[Excerpts from a point labeling dataset]
========================================
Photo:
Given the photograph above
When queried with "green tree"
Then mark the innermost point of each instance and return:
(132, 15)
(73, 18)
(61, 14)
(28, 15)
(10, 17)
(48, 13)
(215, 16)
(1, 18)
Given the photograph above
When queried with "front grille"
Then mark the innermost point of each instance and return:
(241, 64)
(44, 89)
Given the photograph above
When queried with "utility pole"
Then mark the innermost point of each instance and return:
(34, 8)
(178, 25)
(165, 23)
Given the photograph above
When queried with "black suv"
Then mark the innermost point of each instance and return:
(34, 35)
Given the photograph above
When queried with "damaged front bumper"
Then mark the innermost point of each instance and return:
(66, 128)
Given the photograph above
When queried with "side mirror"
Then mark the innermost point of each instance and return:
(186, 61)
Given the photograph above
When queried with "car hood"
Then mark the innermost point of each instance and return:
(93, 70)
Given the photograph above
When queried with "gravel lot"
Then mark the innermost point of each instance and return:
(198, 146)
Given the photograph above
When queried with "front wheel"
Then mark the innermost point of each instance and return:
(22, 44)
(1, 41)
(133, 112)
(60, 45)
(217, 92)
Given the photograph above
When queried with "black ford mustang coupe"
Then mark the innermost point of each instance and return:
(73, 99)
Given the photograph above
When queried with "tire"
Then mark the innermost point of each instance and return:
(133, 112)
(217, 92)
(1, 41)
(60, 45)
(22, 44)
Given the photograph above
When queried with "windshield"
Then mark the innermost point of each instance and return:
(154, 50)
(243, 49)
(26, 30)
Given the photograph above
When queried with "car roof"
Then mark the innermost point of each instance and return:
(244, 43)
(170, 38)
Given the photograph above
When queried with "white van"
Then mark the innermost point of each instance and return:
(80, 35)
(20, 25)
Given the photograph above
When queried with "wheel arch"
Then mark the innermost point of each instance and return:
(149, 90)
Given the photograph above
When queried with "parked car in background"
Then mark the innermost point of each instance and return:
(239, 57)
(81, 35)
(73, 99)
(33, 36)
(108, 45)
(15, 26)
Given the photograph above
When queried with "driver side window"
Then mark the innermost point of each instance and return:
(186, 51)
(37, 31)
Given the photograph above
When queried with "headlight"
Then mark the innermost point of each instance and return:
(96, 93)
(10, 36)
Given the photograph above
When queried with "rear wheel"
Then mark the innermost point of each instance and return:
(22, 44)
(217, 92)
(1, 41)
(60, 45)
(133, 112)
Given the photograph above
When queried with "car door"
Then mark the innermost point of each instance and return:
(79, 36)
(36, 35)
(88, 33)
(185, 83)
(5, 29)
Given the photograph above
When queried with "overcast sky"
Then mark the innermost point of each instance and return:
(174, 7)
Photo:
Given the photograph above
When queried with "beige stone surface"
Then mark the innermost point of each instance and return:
========================================
| Stated problem |
Return each line from the entries above that contains the string "wheel". Case counts.

| Response for this exercise |
When queried with "front wheel"
When queried with "wheel arch"
When queried with "rear wheel"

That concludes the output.